▸ **READING TEXT**:
When an attempt is made to unload a module, the kernel needs to know that the module is unused and it needs some way of notifying the module that it is about to be unloaded. That way the module will be able to free up any system resources that it has allocated, for example kernel memory or interrupts, before it is removed from the kernel. When the module is unloaded, the kernel removes any symbols that that module exported into the kernel symbol table.
Apart from the ability of a loaded module to crash the operating system by being badly written, it presents another danger. What happens if you load a module built for an earlier or later kernel than the one that you are now running? This may cause a problem if, say, the module makes a call to a kernel routine and supplies the wrong arguments. The kernel can optionally protect against this by making rigorous version checks on the module as it is loaded.
There are two ways that a kernel module can be loaded. The first way is to use the insmod command to manually insert the it into the kernel.
The second, and much more clever way, is to load the module as it is needed; this is known as demand loading.
When the kernel discovers the need for a module, for example when the user mounts a file system that is not in the kernel, the kernel will request that the kernel daemon (kerneld) attempts to load the appropriate module.
The kernel daemon is a normal user process albeit with super user privileges. When it is started up, usually at system boot time, it opens up an Inter-Process Communication (IPC) channel to the kernel. This link is used by the kernel to send messages to the kerneld asking for various tasks to be performed.
Kerneld's major function is to load and unload kernel modules but it is also capable of other tasks such as starting up the PPP link over serial line when it is needed and closing it down when it is not. Kerneld does not perform these tasks itself, it runs the neccessary programs such as insmod to do the work. Kerneld is just an agent of the kernel, scheduling work on its behalf.
The insmod utility must find the requested kernel module that it is to load. Demand loaded kernel modules are normally kept in /lib/modules/kernel-version. The kernel modules are linked object files just like other programs in the system except that they are linked as a relocatable images. That is, images that are not linked to run from a particular address. They can be either a.out or elf format object files. insmod makes a privileged system call to find the kernel's exported symbols.
These are kept in pairs containing the symbol's name and its value, for example its address. The kernel's exported symbol table is held in the first module data structure in the list of modules maintained by the kernel and pointed at by the module_list pointer.
Only specifically entered symbols are added into the table, which is built when the kernel is compiled and linked, not every symbol in the kernel is exported to its modules. An example symbol is ``request_irq'' which is the kernel routine that must be called when a driver wishes to take control of a particular system interrupt. In my current kernel, this has a value of 0x0010cd30. You can easily see the exported kernel symbols and their values by looking at /proc/ksyms or by using the ksyms utility. The ksyms utility can either show you all of the exported kernel symbols or only those symbols exported by loaded modules. insmod reads the module into its virtual memory and fixes up its unresolved references to kernel routines and resources using the exported symbols from the kernel. This fixing up takes the form of patching the module image in memory. insmod physically writes the address of the symbol into the appropriate place in the module.
When insmod has fixed up the module's references to exported kernel symbols, it asks the kernel for enough space to hold the new kernel, again using a privileged system call. The kernel allocates a new module data structure and enough kernel memory to hold the new module and puts it at the end of the kernel modules list. The new module is marked as UNINITIALIZED.

(Stored data entries)
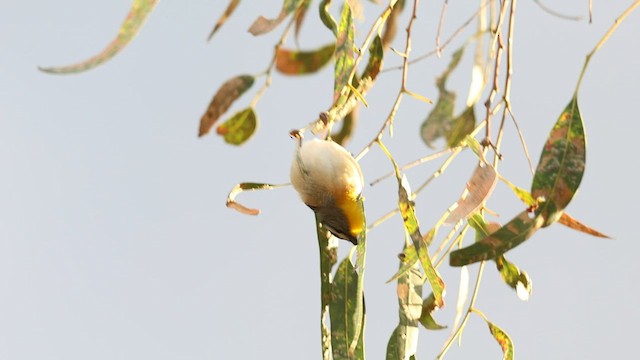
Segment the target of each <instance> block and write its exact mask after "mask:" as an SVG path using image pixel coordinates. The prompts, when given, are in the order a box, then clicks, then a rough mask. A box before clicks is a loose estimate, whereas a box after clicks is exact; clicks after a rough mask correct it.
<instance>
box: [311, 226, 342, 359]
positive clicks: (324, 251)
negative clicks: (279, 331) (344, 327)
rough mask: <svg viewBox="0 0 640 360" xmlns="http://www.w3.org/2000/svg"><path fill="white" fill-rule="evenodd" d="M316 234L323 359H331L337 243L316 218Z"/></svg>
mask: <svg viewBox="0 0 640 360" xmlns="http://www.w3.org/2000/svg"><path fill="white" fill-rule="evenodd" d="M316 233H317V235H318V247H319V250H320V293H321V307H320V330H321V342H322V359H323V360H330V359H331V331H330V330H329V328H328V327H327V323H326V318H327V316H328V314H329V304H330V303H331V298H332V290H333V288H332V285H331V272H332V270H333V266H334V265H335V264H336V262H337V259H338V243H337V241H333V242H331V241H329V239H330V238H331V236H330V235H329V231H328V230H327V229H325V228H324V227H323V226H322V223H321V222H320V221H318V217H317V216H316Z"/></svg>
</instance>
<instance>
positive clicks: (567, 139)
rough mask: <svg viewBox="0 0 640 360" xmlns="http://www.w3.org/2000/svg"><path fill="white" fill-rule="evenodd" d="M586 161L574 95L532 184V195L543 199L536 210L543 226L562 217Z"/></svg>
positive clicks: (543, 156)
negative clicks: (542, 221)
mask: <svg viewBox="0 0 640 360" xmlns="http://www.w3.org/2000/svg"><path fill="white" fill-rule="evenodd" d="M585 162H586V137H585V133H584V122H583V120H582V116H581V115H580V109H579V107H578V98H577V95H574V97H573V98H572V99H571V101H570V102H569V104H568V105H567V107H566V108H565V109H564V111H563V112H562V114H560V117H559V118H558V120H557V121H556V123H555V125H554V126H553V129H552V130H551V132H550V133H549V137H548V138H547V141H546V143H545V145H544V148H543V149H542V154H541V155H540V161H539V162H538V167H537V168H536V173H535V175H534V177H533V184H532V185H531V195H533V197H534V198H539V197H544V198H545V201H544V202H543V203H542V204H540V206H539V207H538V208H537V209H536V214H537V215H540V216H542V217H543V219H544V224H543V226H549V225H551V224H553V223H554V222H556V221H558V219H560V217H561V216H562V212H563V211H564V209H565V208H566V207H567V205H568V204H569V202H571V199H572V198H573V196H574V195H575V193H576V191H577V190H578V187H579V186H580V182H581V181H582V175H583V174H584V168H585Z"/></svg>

▸ **EXERCISES TO COMPLETE**:
**a)** According to the text on kernel modules, where are demand loaded kernel modules normally kept?
**b)** Rewrite the rows from their start through the line containing "234L323 359H331L337 243L316", replacing "rough mask" with "coarse mask" and changing nothing else. Leave the pictures out.

▸ **SOLUTIONS TO THE PROBLEMS**:
**a)** In /lib/modules/kernel-version.

**b)**
Segment the target of each <instance> block and write its exact mask after "mask:" as an SVG path using image pixel coordinates. The prompts, when given, are in the order a box, then clicks, then a coarse mask. A box before clicks is a loose estimate, whereas a box after clicks is exact; clicks after a coarse mask correct it.
<instance>
box: [311, 226, 342, 359]
positive clicks: (324, 251)
negative clicks: (279, 331) (344, 327)
coarse mask: <svg viewBox="0 0 640 360" xmlns="http://www.w3.org/2000/svg"><path fill="white" fill-rule="evenodd" d="M316 234L323 359H331L337 243L316 218Z"/></svg>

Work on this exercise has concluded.